◆ HOW TO COMPLETE THIS TASK
Your answer must contain each line of the data, copied exactly.

◆ TASK INPUTS
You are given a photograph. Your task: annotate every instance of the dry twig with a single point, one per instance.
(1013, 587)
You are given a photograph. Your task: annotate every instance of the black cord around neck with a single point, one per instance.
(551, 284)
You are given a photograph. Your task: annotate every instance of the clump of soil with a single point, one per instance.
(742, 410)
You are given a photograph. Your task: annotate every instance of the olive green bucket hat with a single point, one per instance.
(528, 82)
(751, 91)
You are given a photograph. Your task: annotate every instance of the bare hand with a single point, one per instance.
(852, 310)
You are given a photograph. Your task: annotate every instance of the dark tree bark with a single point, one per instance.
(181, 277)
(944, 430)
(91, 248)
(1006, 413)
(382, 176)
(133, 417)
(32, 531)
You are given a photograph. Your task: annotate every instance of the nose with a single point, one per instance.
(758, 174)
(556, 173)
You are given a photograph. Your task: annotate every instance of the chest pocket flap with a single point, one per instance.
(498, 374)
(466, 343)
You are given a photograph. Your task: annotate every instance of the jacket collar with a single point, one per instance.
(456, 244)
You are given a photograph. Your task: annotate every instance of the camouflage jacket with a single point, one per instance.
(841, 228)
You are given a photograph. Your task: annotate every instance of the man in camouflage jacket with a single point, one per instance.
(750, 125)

◆ ANSWER BOX
You are given a photograph. Your task: annotate every instance of the dry twig with a single point, one per instance.
(1013, 587)
You are given a photograph. Your task: annotate every instance of the black cord around neck with a single point, one per instance.
(551, 284)
You are given a photograph. Your task: annotate every instance of the clump of soil with a single point, one per instance.
(742, 410)
You are given a photograph. Your task: annotate every instance of the olive green bucket hat with a single point, one per instance.
(528, 82)
(751, 91)
You are given a photograph. Your task: annotate every instance of the bare hand with a single point, one per instance.
(852, 310)
You are given a photograph. Your task: annotate every instance of the dark tree bark with a single point, one per instance.
(181, 277)
(944, 430)
(91, 248)
(1006, 413)
(382, 176)
(133, 417)
(32, 531)
You are given a photograph. Your task: annotate every instance of the nose with a single point, one per instance.
(758, 174)
(556, 173)
You are given a photograph. Your task: annotate every instance of the chest pocket flap with a single point, one per instance.
(498, 374)
(466, 343)
You are given a photograph. Your task: annotate every instance of the jacket collar with a single point, one per instance.
(456, 244)
You are given a photograph. Your task: annotate every instance of the camouflage jacket with a single point, one per instance.
(841, 228)
You are given a photograph. Your task: annotate every instance of the man in camouflage jacket with a single point, one per instance.
(750, 125)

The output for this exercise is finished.